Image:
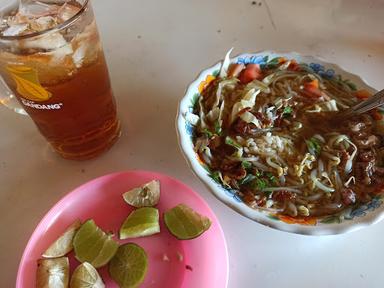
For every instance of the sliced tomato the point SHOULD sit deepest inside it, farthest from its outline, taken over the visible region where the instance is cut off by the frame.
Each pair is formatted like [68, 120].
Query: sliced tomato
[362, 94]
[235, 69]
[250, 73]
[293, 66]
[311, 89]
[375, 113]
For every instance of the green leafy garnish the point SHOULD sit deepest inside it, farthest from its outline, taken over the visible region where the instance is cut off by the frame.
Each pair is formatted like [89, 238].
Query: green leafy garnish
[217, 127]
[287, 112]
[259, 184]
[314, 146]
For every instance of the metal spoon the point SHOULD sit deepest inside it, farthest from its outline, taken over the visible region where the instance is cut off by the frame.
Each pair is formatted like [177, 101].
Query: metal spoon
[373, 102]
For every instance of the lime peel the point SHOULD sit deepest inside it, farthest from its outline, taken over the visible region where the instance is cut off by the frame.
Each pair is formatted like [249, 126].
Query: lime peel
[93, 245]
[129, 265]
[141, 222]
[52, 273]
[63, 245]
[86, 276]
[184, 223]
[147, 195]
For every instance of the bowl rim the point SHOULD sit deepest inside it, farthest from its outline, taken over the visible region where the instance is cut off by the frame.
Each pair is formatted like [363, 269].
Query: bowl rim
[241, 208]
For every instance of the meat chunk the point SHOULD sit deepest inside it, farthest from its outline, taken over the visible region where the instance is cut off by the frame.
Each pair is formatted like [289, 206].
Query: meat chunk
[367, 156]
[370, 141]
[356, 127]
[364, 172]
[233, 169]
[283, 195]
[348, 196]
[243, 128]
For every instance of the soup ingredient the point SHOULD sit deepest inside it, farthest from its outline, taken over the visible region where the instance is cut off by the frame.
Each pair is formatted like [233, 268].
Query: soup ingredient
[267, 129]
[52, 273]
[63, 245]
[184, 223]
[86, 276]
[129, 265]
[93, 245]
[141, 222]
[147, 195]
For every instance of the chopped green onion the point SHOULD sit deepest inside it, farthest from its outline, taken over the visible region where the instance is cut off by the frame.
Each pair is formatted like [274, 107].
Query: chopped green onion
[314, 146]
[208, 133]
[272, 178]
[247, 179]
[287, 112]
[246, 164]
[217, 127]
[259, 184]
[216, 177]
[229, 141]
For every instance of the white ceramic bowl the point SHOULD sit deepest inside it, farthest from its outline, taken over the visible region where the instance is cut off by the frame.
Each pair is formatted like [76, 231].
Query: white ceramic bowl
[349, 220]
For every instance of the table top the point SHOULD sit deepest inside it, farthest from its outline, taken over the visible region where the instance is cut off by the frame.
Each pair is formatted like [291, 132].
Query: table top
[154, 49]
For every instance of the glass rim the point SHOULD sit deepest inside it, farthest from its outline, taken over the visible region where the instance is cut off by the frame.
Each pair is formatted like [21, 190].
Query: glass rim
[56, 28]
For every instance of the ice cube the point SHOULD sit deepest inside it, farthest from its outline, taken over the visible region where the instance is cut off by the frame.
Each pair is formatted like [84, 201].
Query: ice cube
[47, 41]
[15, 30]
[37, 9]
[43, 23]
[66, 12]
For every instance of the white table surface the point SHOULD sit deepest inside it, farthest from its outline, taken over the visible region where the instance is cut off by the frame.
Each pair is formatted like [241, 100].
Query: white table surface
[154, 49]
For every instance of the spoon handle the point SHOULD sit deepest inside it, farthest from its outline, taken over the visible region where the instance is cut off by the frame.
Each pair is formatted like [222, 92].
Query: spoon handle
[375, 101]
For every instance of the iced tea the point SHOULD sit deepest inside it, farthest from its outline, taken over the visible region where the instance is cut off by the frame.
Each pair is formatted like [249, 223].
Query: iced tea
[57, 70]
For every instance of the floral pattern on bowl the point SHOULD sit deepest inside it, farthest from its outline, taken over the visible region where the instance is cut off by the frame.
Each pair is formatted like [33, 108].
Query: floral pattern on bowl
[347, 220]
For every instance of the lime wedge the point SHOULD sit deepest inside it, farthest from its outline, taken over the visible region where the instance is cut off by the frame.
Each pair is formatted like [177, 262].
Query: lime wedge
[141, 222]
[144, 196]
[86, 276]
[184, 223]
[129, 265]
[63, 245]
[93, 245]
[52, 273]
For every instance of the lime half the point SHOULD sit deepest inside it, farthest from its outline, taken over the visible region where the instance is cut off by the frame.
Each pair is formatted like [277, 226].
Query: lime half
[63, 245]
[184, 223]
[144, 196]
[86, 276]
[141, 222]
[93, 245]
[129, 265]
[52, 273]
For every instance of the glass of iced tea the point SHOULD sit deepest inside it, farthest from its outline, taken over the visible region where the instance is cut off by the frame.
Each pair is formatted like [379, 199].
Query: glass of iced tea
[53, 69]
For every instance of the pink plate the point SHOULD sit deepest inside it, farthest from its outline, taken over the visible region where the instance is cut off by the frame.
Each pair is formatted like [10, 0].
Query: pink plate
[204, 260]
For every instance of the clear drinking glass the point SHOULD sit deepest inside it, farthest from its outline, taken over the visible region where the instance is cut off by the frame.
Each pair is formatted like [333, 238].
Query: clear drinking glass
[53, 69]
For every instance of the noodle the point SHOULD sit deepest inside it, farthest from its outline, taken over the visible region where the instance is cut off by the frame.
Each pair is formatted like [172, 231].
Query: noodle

☆ ☆ ☆ ☆

* _About this exercise_:
Reproduce only the lines above spanning from the line containing "Each pair is formatted like [241, 100]." through the line containing "Each pair is formatted like [33, 108].", word for word.

* _Result for this task_:
Each pair is formatted like [241, 100].
Query: white table surface
[154, 49]
For every instance of the spoon handle the point SHOULD sit deepest inside it, farthest from its outline, taken over the visible region where the instance is cut off by the frame.
Each pair is formatted like [222, 92].
Query: spoon handle
[375, 101]
For every instance of the iced tea the point SHOULD sit deepest inside it, farthest from its outline, taken over the visible region where the instance is cut off by the frame.
Each pair is formatted like [249, 223].
Query: iced tea
[57, 70]
For every instance of the floral pattern on bowl the point SHOULD sit deepest inside it, farthest from its outline, taken over the visible region where the instance is cut off by the frame.
Each pair is formatted like [33, 108].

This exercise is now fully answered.